§ Work to complete
Look through the data below for the string "crowd", and copy every line where it turns up.

-*-

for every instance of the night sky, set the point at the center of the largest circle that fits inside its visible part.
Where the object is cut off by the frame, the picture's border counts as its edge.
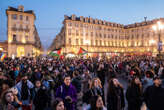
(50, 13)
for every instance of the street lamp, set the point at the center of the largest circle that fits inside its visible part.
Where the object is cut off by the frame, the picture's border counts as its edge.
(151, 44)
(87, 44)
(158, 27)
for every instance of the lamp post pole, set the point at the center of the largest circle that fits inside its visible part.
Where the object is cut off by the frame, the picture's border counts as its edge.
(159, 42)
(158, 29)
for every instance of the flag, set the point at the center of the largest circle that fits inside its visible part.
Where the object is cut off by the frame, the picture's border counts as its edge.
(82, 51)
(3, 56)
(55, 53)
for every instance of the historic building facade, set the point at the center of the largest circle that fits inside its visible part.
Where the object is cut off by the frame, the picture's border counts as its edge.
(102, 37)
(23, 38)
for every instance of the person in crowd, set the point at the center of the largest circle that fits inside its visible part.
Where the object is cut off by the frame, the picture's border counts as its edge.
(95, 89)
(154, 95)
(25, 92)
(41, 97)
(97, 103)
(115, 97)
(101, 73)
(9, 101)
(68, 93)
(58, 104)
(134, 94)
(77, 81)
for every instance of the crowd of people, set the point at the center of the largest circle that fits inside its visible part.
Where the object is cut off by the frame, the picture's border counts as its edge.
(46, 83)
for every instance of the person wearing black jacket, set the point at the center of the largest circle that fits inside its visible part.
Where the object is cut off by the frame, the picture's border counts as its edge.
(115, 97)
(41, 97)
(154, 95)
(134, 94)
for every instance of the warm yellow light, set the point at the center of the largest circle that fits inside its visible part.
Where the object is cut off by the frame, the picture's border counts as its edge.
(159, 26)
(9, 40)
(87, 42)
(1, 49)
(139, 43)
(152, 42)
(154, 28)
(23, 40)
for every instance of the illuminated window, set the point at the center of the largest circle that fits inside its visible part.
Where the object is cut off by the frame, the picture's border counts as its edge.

-*-

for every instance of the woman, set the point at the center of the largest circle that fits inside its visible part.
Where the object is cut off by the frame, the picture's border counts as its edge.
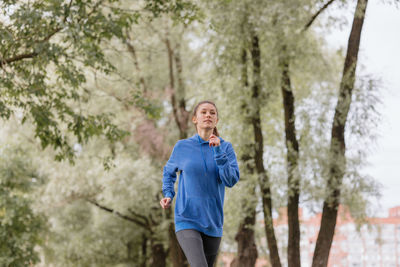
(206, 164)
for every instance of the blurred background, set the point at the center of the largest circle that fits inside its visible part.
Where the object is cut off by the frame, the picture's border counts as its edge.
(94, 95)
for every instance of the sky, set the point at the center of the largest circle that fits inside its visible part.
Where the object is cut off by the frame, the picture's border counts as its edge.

-*-

§ Task output
for every instance of the person in crowd, set the point at the center of the largest circle that fits inside its visible part.
for every instance of the crowd of people, set the point at the center of the largest circle that fits inside its visible part.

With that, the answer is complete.